— start DATA EXCERPTS —

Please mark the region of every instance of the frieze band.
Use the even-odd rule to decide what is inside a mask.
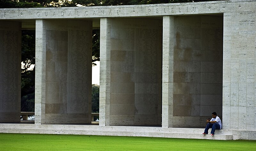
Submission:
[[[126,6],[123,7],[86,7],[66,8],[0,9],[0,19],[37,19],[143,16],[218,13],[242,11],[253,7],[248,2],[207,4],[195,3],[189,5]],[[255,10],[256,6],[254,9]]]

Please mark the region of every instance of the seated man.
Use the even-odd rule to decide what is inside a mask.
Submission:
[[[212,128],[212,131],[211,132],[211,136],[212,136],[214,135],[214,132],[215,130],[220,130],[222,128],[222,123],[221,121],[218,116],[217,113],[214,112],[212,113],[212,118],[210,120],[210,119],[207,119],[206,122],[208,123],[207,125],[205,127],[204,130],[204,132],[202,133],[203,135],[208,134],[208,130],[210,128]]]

— end DATA EXCERPTS —

▸ **DIRECTIVE**:
Rewrite every row above, replacing "even-odd rule" with "nonzero winding rule" and keeping everything else unchanged. Omit the pictures.

▸ **CORRECT RESULT**:
Please mark the region of every instance of the frieze band.
Use the nonzero winding rule to decide what is inside a mask.
Submission:
[[[126,6],[123,7],[86,7],[66,8],[0,9],[0,19],[37,19],[143,16],[218,13],[242,11],[253,7],[248,2],[207,4],[195,3],[189,5]],[[255,10],[256,6],[254,9]]]

Please mark the region of every instance of the seated man.
Use the nonzero winding rule to decide what is inside a mask.
Submission:
[[[212,128],[212,131],[211,132],[211,136],[212,136],[214,135],[214,132],[215,130],[220,130],[222,128],[222,123],[221,121],[218,116],[217,113],[214,112],[212,113],[212,118],[210,120],[210,119],[207,119],[206,122],[208,123],[207,125],[205,127],[204,130],[204,132],[202,133],[203,135],[208,134],[208,130],[210,128]]]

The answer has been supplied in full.